Professor Sunetra Gupta

Professor Sunetra Gupta is a novelist, essayist and scientist. She is currently Professor of Theoretical Epidemiology at Oxford University's Department of Zoology and a Supernumerary Fellow at Merton College.

Born in Calcutta (now Kolkata), India, Sunetra graduated from Princeton University in 1987 and received her PhD from Imperial College, London in 1992. She started her career at Merton in the following year as a Junior Research Fellow in Zoology. Her research focuses on infectious disease agents that are responsible for malaria, HIV, influenza, bacterial meningitis and pneumonia. Among her many achievements, she has invented a new method of producing a universal influenza vaccine which has been licensed by Blue Water Vaccines in the USA. She was awarded the 2007 Scientific Medal by the Zoological Society of London and the 2009 Royal Society Rosalind Franklin Award.

Sunetra is also a novelist, having written five works of fiction, and is an accomplished translator of the poetry of the Bengali polymath Rabindranath Tagore. Her books have been awarded the Sahitya Akademi Award and the Southern Arts Literature Prize, shortlisted for the Crossword Award, and longlisted for the Orange Prize and the DSC Prize for South Asian Literature.

Most recently, Sunetra has been a prominent critic of the lockdown approach to the COVID-19 pandemic taken by the UK government. She has argued that there are alternative ways of preventing deaths among vulnerable groups. She has been quoted in numerous publications and has appeared frequently in the media.

Merton & Me

Thinking of the first day you walked through the Merton Lodge arch as a Junior Research Fellow, what was your first impression?

I felt quite overwhelmed that I was going to start life in Oxford living in such an extraordinary place. I remember having a lovely room with a big window in St Alban’s Quad. It was a dream come true to have that space to myself and to be nurtured in such an extraordinarily supportive academic environment. It was quite magical, really.

Do you have a particular ‘Merton memory’ that stands out?

Data extract:

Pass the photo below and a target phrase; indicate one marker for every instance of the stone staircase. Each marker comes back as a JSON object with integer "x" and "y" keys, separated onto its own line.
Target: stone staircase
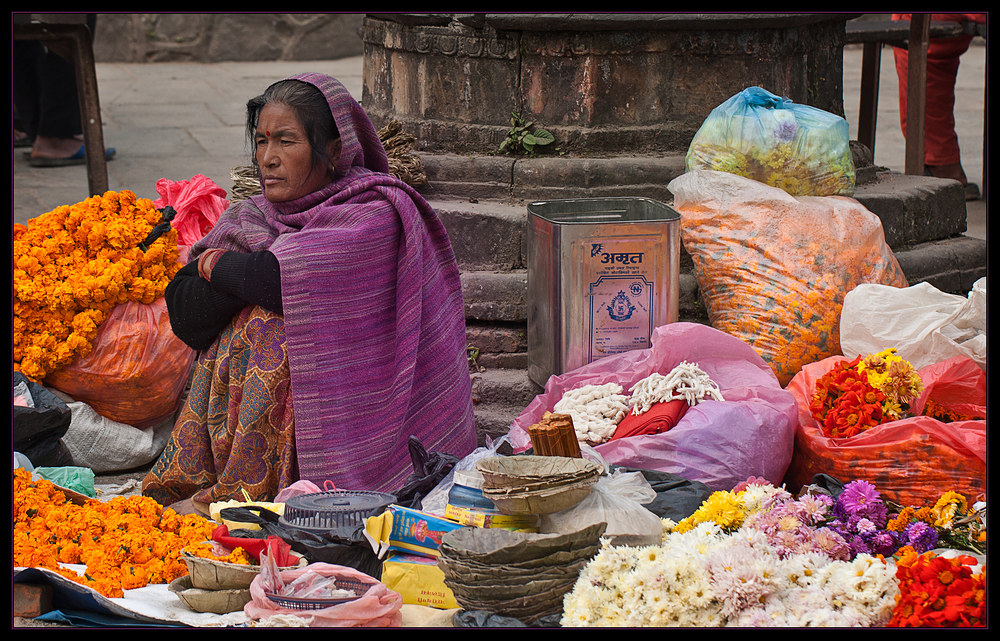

Assigned task: Please update the Sunetra Gupta profile, everything from "Most recently, Sunetra" down to "that stands out?", so that "magical" becomes "enchanting".

Answer:
Most recently, Sunetra has been a prominent critic of the lockdown approach to the COVID-19 pandemic taken by the UK government. She has argued that there are alternative ways of preventing deaths among vulnerable groups. She has been quoted in numerous publications and has appeared frequently in the media.

Merton & Me

Thinking of the first day you walked through the Merton Lodge arch as a Junior Research Fellow, what was your first impression?

I felt quite overwhelmed that I was going to start life in Oxford living in such an extraordinary place. I remember having a lovely room with a big window in St Alban’s Quad. It was a dream come true to have that space to myself and to be nurtured in such an extraordinarily supportive academic environment. It was quite enchanting, really.

Do you have a particular ‘Merton memory’ that stands out?